## Exercise prompt
Output every line of the records below as a Markdown table with the columns "Row" and "Line", numbering the rows and leaving out blank lines and pictures.

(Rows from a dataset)
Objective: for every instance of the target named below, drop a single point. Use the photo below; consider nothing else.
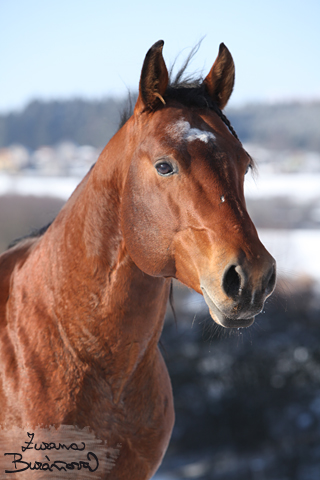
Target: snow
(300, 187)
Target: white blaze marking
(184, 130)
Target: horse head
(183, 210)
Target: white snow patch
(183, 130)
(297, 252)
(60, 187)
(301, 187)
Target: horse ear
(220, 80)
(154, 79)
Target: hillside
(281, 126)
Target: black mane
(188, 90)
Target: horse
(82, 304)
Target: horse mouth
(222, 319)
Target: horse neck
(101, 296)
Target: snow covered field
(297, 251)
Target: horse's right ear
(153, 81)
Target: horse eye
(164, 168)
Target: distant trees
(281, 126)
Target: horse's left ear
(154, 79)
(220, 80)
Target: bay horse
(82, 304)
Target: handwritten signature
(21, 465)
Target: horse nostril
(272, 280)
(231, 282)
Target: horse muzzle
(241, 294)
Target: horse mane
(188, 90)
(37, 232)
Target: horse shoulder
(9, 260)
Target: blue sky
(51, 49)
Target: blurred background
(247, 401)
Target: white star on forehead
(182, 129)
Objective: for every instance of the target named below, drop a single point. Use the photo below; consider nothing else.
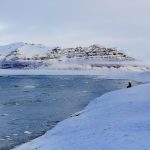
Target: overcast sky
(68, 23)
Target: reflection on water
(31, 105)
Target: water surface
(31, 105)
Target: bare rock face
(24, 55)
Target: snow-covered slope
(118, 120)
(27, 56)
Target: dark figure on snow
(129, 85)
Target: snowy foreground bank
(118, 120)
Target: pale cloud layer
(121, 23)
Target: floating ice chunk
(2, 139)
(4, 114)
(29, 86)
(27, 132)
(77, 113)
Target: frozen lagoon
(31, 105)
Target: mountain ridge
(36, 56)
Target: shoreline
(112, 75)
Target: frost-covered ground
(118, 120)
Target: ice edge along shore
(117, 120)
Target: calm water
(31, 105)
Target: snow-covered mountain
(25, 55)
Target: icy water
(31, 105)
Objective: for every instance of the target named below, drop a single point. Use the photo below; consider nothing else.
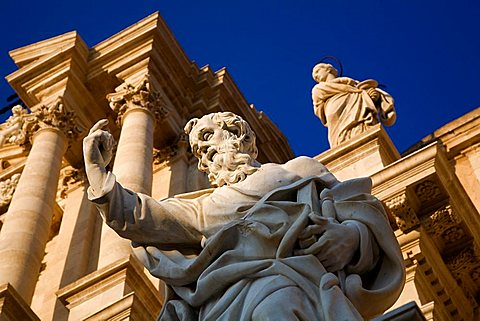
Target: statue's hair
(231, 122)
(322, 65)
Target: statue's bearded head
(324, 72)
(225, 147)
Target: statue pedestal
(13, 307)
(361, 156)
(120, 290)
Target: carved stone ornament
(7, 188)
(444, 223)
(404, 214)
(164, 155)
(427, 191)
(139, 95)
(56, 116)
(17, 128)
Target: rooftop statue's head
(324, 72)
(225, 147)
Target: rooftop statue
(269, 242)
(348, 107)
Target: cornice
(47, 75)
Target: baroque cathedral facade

## Solution
| Row | Line |
|---|---|
| 1 | Objective: for every instance of the target named below, drop a single point. Use the photo below; consider nothing else. |
| 2 | Target: snow |
| 3 | (300, 187) |
| 4 | Target: white blaze marking |
| 5 | (184, 130) |
| 6 | Target: horse head |
| 7 | (183, 210) |
| 8 | Target: white snow patch |
| 9 | (183, 130) |
| 10 | (297, 252) |
| 11 | (60, 187) |
| 12 | (301, 187) |
| 13 | Target: horse ear |
| 14 | (220, 80) |
| 15 | (154, 79) |
| 16 | Target: hillside |
| 17 | (281, 126) |
| 18 | Target: black mane |
| 19 | (188, 90) |
| 20 | Target: horse |
| 21 | (82, 304) |
| 22 | Target: horse mouth |
| 23 | (222, 319) |
| 24 | Target: horse neck |
| 25 | (101, 296) |
| 26 | Target: snow covered field |
| 27 | (297, 251) |
| 28 | Target: horse's right ear |
| 29 | (153, 81) |
| 30 | Target: horse eye |
| 31 | (164, 168) |
| 32 | Target: distant trees |
| 33 | (281, 126) |
| 34 | Target: horse's left ear |
| 35 | (154, 79) |
| 36 | (220, 80) |
| 37 | Target: bay horse |
| 38 | (82, 304) |
| 39 | Target: handwritten signature |
| 40 | (21, 465) |
| 41 | Target: horse nostril |
| 42 | (272, 280) |
| 43 | (231, 282) |
| 44 | Target: horse muzzle |
| 45 | (241, 294) |
| 46 | Target: horse mane |
| 47 | (188, 90) |
| 48 | (37, 232) |
| 49 | Target: horse shoulder |
| 50 | (9, 260) |
| 51 | Target: blue sky |
| 52 | (51, 49) |
| 53 | Target: blurred background |
| 54 | (247, 401) |
| 55 | Target: white star on forehead |
| 56 | (182, 129) |
| 57 | Objective: for every instance of the target named below, drop a single point. Use the photo below; consider nothing else. |
| 58 | Target: overcast sky |
| 59 | (68, 23) |
| 60 | Target: reflection on water |
| 61 | (31, 105) |
| 62 | Target: water surface |
| 63 | (31, 105) |
| 64 | Target: bare rock face |
| 65 | (24, 55) |
| 66 | Target: snow-covered slope |
| 67 | (118, 120) |
| 68 | (27, 56) |
| 69 | Target: dark figure on snow |
| 70 | (129, 85) |
| 71 | Target: snowy foreground bank |
| 72 | (118, 120) |
| 73 | Target: pale cloud layer |
| 74 | (121, 23) |
| 75 | Target: floating ice chunk |
| 76 | (2, 139) |
| 77 | (4, 114) |
| 78 | (29, 86) |
| 79 | (27, 132) |
| 80 | (77, 113) |
| 81 | Target: frozen lagoon |
| 82 | (31, 105) |
| 83 | Target: mountain ridge |
| 84 | (36, 56) |
| 85 | Target: shoreline |
| 86 | (112, 75) |
| 87 | Target: frost-covered ground |
| 88 | (118, 120) |
| 89 | Target: ice edge along shore |
| 90 | (117, 120) |
| 91 | Target: calm water |
| 92 | (31, 105) |
| 93 | Target: snow-covered mountain |
| 94 | (25, 55) |
| 95 | Target: icy water |
| 96 | (31, 105) |
| 97 | Objective: for every instance of the target named below, drop a single point. Use the photo below; consider nothing else. |
| 98 | Target: statue's hair |
| 99 | (231, 122) |
| 100 | (322, 65) |
| 101 | Target: statue's bearded head |
| 102 | (324, 72) |
| 103 | (225, 147) |
| 104 | Target: statue pedestal |
| 105 | (13, 307) |
| 106 | (361, 156) |
| 107 | (120, 290) |
| 108 | Target: carved stone ornament |
| 109 | (7, 188) |
| 110 | (444, 223) |
| 111 | (404, 214) |
| 112 | (164, 155) |
| 113 | (427, 191) |
| 114 | (139, 95) |
| 115 | (56, 116) |
| 116 | (17, 128) |
| 117 | Target: rooftop statue's head |
| 118 | (324, 72) |
| 119 | (225, 147) |
| 120 | Target: rooftop statue |
| 121 | (269, 242) |
| 122 | (348, 107) |
| 123 | Target: cornice |
| 124 | (47, 75) |
| 125 | Target: baroque cathedral facade |